# Texte fourni:
★ ★ ★

Christophe — J’accorde une grande importance à l’élaboration d’une pochette de disque. Mon approche a toujours été de lier mes aspirations artistiques et l’univers des musiciens ou chanteur que l’on doit accompagner, il s’agit de susciter la curiosité, d’informer sur ce que l’on va trouver derrière la pochette, le visuel étant comme une carte de visite pour pénétrer un univers !
Quelles sont tes attentes vis à vis du musicien ou du groupe avec lequel tu collabores sur une pochette ?
Christophe — La concertation est importante, fixer un cadre pour s’exprimer, elle permet de savoir dans quelle direction aller, si l’on doit recourir à une prise de vue ou bien une illustration. Tous les cas sont particuliers, ainsi que les budgets. Le style musical détermine la tendance du projet. Quelquefois des artistes suggèrent des collaborateurs avec qui ils sont à l’aise, mais si nous pouvons maîtriser toutes les étapes de la création, c’est préférable, par souci d’homogénéité, ceci dit, quelquefois les accidents de parcours, comme des «photos ratées», peuvent amener de bonne surprises.
“Même une pochette qui a tout pour être hideuse peut avoir de l’impact. Car c’est la vision instantanée, émotionnelle qui prédomine le jugement”
Un musicien, un groupe ou un label doivent-il avoir un univers visuel et graphique qui leur est propre ?

★ ★ ★

# Exercice court 1:
D'après l'entretien sur les pochettes de disque, pourquoi une pochette qui a tout pour être hideuse peut-elle quand même avoir de l'impact ? Répondez en une à trois phrases.
# Exercice court 2:
Modifiez le passage de l'entretien sur les pochettes de disque qui va de "Christophe — J’accorde" jusqu'à "un univers !" inclus, en remplaçant "carte de visite" par "clé d'entrée".
# Exercice court 3:
Poursuivez l'entretien sur les pochettes de disque à partir de l'endroit où il s'arrête, s'il vous plaît.
Le matériel qui suit provient d'une autre source.

# Extrait source:
★ ★ ★

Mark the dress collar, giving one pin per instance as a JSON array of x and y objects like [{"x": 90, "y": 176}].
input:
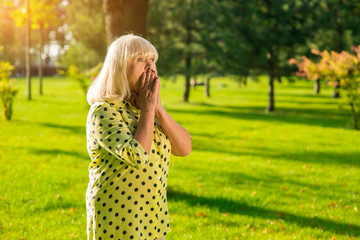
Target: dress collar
[{"x": 123, "y": 103}]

★ ★ ★

# Réponse 1:
Une telle pochette peut avoir de l'impact parce que c'est la vision instantanée, émotionnelle qui prédomine le jugement.

# Réponse 2:
Christophe — J’accorde une grande importance à l’élaboration d’une pochette de disque. Mon approche a toujours été de lier mes aspirations artistiques et l’univers des musiciens ou chanteur que l’on doit accompagner, il s’agit de susciter la curiosité, d’informer sur ce que l’on va trouver derrière la pochette, le visuel étant comme une clé d'entrée pour pénétrer un univers !

# Réponse 3:
Christophe — Chaque artiste a un univers personnel, qui évolue selon ses centres d’intérêts, ses impulsions.
En ce qui concerne les labels, je préfère les maisons de disques avec une forte identité. C’est un gage de qualité pour les mélomanes, mais cela peut être réducteur car les pochettes peuvent devenir standardisées, et donc devenir associées à un seul style musical… La complexité est de rendre la nouvelle référence homogène par rapport aux précédentes signatures tout en gardant sa singularité.
Quels sont le ou les éléments (images, typographies, message…) qui font une bonne pochette ?
Christophe — Il n’y a pas de règles esthétiques, chaque cas est particulier, cela peut être un effet graphique, ou bien un choix typographique, la combinaison de plusieurs choses, c’est une impression générale qui amène le spectateur a éprouver une sensation devant un visuel. Même une pochette qui a tout pour être hideuse peut avoir de l’impact. Car c’est la vision instantanée, émotionnelle qui prédomine le jugement.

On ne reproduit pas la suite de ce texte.